### 抽出テキスト:
------------------------------------------------------------------------

すべてのあの聖なるもの、信実なものとは、わたしたちへのあわれみとしてのキリストご自身です。命はあわれみであり、光もあわれみです。同じように、義、聖、義認、聖別もあわれみです。ヨハネによる福音書第十章には門、牧場、牧者があり、これらすべてはあわれみです。これらのあわれみのすべての面を数えてみてください。あなたは時間をかけて数えるなら、あわれみの長いリストを持つでしょう。
妻に対する夫の愛や夫に対する妻の服従は、わたしたちに対するあわれみとしてのキリストです。キリストの中で、わたしが妻を愛するなら、これは確かにあわれみです。彼女に対するわたしの愛は、わたしに対するあわれみとしてのキリストご自身です。同じように、ある姉妹が㈲キリストの中で夫に服従するなら、それもあわれみです。彼女の服従は、彼女に対するあわれみとしてのキリストご自身です。
わたしは、年ごとに神の言葉を語るのは確かにあわれみであると、証しすることができます。わたしが尽きることなく言葉を語ることができるとは、何というあわれみでしょう。過去わたしは毎年フィリピンで数か月過ごして言葉を供給しました。わたしを接待した年長の姉妹は、わたしが常に新しいことを言っていることで大いに驚いていました。彼女は、何年か後にはもう供給するものがないと思っていました。
彼女はある日、特別集会の後で言いました、「わたしは今まで、あなたが尽きて何も言うことがなくなると思っていました。しかしあなたの務めは今、以前にもまして新鮮で豊富です。あなたはどこで、これらすべての語るものを得るのですか?」わたしが今日この質問を受けるならわたしが言葉を語ることは、わたしに対するあわれみとしてのキリストであると言うでしょう。これはわたしの能力や賜物の事柄ではありません。それは完全にあわれみの事柄です。
わたしが神の言葉を語ることはあわれみであるだけでなく、愛する救い主がわたしの語ることでさえあります。わたしの語ることはキリストであり、わたしにとってこのキリストを語ることはあわれみです。
わたしは優れた学位を持っていませんし、わたしの語りかけは雄弁ではありません。それにもかかわらず、この語ることはキリストに満ちています。これは完全に、神の言葉を語ることで、キリストがわたしに対してあわれみであることによります。

------------------------------------------------------------------------

(位置注釈の記録)
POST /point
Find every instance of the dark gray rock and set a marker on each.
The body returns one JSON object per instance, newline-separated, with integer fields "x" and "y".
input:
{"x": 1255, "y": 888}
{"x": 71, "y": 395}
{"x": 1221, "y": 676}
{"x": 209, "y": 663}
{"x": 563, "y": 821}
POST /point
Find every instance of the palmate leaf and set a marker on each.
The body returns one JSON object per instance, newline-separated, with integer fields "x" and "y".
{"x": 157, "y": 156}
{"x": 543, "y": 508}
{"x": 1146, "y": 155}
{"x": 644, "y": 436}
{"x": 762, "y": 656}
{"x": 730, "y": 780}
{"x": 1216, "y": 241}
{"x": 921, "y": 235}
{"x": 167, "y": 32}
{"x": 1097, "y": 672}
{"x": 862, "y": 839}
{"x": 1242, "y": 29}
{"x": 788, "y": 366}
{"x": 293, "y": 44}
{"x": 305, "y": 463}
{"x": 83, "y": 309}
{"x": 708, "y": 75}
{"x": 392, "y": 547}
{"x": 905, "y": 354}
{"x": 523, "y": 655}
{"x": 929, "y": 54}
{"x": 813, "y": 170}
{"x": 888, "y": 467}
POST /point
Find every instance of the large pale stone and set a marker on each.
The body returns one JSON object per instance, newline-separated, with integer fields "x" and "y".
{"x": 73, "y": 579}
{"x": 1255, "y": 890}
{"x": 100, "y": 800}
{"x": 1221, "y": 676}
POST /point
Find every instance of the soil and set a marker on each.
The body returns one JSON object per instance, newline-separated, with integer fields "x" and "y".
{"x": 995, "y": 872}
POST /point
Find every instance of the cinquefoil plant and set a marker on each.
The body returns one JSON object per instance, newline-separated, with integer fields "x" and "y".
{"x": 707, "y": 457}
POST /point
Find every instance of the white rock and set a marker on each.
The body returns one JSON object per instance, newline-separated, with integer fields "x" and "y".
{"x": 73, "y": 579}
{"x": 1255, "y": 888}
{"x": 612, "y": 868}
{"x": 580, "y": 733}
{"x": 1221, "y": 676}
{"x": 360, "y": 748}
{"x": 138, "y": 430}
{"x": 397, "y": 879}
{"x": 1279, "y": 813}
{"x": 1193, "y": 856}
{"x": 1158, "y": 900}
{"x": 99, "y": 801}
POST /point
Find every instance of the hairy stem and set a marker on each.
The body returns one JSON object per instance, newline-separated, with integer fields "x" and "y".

------------------------------------------------------------------------

### 取り組む課題:
1. 抽出テキストで、語り手がかつて毎年数か月を過ごして言葉を供給した場所はどこですか?
2. 抽出テキストの「妻に対する夫の愛や夫に対する」から「服従は、彼女に対するあわれみとしてのキリストご自身です。」まで(両端を含む)を、一字も変えずに書き写してください。

### 解答一覧:
1. フィリピンです。

2.
妻に対する夫の愛や夫に対する妻の服従は、わたしたちに対するあわれみとしてのキリストです。キリストの中で、わたしが妻を愛するなら、これは確かにあわれみです。彼女に対するわたしの愛は、わたしに対するあわれみとしてのキリストご自身です。同じように、ある姉妹が㈲キリストの中で夫に服従するなら、それもあわれみです。彼女の服従は、彼女に対するあわれみとしてのキリストご自身です。